# PROMPT A
According to the comment about newspapers and The Economist, what does the writer say they received as a gift subscription?

# EXTRACTED TEXT
▬▬▬▬▬▬

On the other hand, I'm extremely grateful that I got a gift subscription to the Sunday New York Times. I love having a copy of the paper to curl up with while watching the Sunday morning talk shows.

The Economist is in a completely separate category from newspapers. I enjoy weekly and monthly magazines even though I get most of my daily news from the internet because news magazines tend to have more analysis articles. It's shocking to me that The Economist didn't already have a million subscribers worldwide. I work in print advertising, and to me it's a matter of marketing the magazine properly and bringing the subscription rate down enough to make it worthwhile for the occasional reader to subscribe. If The Economist was really interested in a significantly higher circ, they'd offer more subscription discounts. I think they're happy with their demographics and wouldn't want to "dilute" their readership with folks who are interested in the magazine but can't afford the regular subscription price.

posted by: Cynthia on 03.07.05 at 06:17 PM [permalink]



Dan,

The data to watch for are circulation figures and advertising rates - the latter is tied to the former. There are many, many indications that big-city newspaper circulation is tubing in most areas, and that those papers have been fudging their circulation figures to the point of fraud.

Another datum to look for are revenue "adjustments" in the annual reports of newspaper corporations and holding companies, as those are often the result of advertiser pressure (including the results of compulsory arbitration) concerning inflated bills that they had paid.

In most instances advertising rates are tied to circulation figures subject to contractual adjustments aka give-backs when circulation falls below targets. Disputes over this are generally resolved by binding arbitration pursuant to contract, with the arbitrations being subject to non-disclosure agreements so the public doesn't hear about them.

▬▬▬▬▬▬

# STORED ROWS
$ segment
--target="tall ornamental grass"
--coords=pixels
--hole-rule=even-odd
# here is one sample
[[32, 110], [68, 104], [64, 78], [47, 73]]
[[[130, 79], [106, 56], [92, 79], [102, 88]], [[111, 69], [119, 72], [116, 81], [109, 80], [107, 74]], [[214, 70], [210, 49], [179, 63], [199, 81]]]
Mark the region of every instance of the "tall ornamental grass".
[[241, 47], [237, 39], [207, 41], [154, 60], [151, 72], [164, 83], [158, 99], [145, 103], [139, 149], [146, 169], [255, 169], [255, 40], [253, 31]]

▬▬▬▬▬▬

# PROMPT B
Output the records from their first line through the line containing "63], [199, 81]]]", both included, as a JSON list of strings with one string per line and blank lines left out.

# PROBLEM SOLUTION A
A gift subscription to the Sunday New York Times.

# PROBLEM SOLUTION B
[
  "$ segment",
  "--target=\"tall ornamental grass\"",
  "--coords=pixels",
  "--hole-rule=even-odd",
  "# here is one sample",
  "[[32, 110], [68, 104], [64, 78], [47, 73]]",
  "[[[130, 79], [106, 56], [92, 79], [102, 88]], [[111, 69], [119, 72], [116, 81], [109, 80], [107, 74]], [[214, 70], [210, 49], [179, 63], [199, 81]]]"
]